Copy the listing from its beginning through the line containing "point(511, 153)", substituting "cargo rack" for "roof rack" and leaving everything else unchanged.

* Begin *

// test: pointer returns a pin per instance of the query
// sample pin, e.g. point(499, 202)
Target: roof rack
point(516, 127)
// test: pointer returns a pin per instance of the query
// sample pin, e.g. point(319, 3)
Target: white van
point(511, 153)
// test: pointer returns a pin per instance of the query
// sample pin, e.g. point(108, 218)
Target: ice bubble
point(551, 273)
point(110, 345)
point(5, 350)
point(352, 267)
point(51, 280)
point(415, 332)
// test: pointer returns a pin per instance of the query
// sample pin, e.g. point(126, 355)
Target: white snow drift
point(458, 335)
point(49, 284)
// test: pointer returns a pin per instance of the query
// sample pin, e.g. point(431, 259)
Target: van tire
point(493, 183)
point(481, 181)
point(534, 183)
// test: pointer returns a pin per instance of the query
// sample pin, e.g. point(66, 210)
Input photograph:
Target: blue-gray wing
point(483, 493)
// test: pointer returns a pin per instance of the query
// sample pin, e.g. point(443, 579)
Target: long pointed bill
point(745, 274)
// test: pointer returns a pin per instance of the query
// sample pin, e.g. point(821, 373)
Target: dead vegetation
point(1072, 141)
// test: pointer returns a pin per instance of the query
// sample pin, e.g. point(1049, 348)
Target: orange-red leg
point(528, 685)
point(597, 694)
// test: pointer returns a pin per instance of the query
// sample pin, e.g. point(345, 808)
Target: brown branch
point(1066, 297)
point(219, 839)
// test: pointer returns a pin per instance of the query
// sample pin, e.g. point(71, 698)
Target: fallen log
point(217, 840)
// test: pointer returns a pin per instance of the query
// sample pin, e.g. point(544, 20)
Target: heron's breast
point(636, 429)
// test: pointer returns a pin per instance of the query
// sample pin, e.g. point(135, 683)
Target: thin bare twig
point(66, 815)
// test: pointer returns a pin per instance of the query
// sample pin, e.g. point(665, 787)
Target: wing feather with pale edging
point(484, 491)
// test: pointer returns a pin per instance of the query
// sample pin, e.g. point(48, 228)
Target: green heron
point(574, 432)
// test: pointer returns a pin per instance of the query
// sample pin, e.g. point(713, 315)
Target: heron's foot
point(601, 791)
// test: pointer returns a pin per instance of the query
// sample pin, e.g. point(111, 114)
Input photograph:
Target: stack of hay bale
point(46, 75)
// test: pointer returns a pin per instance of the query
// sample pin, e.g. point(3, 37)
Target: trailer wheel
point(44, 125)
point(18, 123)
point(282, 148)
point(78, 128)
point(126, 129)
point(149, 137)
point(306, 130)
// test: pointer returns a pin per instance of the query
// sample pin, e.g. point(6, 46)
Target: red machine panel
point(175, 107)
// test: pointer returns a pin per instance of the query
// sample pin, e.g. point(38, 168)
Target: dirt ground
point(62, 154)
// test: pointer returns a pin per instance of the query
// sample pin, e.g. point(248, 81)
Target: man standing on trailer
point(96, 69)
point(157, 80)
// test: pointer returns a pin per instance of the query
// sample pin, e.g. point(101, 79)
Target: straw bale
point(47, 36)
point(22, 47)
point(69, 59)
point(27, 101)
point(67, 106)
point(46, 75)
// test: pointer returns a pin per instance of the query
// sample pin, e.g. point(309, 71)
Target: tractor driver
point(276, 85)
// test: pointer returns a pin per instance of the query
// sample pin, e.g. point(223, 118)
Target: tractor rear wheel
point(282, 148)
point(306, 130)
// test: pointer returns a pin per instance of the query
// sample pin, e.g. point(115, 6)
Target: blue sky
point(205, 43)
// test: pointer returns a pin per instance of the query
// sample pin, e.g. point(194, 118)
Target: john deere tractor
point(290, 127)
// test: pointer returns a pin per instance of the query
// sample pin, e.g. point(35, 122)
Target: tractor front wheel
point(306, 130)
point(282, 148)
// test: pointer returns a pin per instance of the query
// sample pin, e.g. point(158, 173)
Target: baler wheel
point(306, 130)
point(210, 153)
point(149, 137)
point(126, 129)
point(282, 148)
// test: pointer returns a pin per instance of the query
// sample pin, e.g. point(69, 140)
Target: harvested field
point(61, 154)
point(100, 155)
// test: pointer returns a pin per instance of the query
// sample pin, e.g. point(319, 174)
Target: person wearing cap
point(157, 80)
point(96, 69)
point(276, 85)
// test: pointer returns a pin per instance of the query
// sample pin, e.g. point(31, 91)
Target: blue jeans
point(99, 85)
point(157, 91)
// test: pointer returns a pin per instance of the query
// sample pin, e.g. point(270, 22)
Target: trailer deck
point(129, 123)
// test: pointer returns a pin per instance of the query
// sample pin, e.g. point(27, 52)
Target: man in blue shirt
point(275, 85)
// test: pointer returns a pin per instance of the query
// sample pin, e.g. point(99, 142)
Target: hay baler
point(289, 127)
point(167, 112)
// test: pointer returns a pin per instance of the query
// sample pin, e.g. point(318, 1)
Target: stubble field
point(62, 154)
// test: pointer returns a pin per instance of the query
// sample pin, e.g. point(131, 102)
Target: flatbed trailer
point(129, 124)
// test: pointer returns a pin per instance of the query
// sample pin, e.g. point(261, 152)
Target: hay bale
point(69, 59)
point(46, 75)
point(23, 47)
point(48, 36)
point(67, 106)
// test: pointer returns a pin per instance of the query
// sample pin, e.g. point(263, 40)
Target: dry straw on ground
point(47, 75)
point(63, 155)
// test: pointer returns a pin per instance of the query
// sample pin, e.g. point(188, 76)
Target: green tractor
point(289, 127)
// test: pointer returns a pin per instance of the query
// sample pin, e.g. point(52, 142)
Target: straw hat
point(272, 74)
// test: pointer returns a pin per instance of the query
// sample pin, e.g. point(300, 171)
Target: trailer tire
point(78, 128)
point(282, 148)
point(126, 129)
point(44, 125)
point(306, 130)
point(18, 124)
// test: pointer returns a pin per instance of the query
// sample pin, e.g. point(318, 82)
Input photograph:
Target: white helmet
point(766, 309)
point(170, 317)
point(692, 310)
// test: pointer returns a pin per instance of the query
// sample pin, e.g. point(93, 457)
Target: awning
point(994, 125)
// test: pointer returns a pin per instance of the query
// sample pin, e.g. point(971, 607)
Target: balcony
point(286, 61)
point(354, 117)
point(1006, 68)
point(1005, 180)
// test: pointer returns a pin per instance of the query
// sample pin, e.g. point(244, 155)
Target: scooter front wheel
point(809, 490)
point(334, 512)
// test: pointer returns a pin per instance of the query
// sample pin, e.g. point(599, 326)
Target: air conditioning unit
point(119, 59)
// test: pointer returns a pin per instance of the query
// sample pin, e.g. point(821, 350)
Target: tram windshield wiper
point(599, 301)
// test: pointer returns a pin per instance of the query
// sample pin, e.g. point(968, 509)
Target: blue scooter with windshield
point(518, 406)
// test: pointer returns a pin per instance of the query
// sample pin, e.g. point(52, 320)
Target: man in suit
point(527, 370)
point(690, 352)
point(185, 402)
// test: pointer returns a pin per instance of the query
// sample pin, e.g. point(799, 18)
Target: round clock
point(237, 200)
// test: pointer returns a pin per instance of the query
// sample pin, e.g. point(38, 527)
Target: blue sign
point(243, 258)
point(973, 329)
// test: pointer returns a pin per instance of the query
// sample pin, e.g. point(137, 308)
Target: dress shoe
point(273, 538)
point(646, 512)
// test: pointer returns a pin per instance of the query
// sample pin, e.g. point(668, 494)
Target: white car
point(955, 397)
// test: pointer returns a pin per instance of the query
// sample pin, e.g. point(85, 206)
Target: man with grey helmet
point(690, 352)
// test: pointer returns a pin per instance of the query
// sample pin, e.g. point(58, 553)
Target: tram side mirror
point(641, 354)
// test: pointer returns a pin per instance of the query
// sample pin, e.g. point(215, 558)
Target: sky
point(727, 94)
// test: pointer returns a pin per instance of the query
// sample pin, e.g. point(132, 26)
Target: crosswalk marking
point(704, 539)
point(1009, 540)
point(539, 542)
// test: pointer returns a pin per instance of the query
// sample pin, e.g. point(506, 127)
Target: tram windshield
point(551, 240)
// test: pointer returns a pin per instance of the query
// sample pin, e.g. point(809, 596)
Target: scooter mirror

* End *

* _REPLY TO THE EXERCISE_
// test: pointer returns a pin per instance of the query
// sample pin, e.g. point(499, 202)
Target: cargo rack
point(516, 127)
// test: pointer returns a pin per instance of the query
// sample pin, e.g. point(319, 3)
Target: white van
point(511, 153)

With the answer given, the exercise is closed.